TASK OBJECTIVE >>
Turn the lines below into a Markdown table with two columns, Row and Line Text, numbering each row and skipping blank lines. Leave the pictures out of the table.

::::

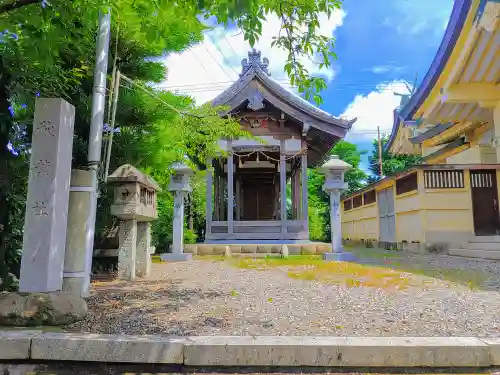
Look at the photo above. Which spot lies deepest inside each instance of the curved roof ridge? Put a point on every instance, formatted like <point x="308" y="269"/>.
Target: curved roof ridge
<point x="455" y="24"/>
<point x="258" y="69"/>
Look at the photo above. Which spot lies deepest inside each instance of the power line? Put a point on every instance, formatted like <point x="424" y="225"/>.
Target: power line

::::

OUTPUT >>
| Row | Line Text |
|---|---|
| 1 | Look at the photo above. Which spot lies deepest inside each instance of the curved roof ridge? Put a point on every instance, formatted like <point x="308" y="269"/>. |
| 2 | Target: curved roof ridge |
| 3 | <point x="455" y="24"/> |
| 4 | <point x="258" y="69"/> |
| 5 | Look at the photo above. Which spot lies deepest inside each instance of the power line? Put a point on every instance, formatted like <point x="424" y="225"/>. |
| 6 | Target: power line |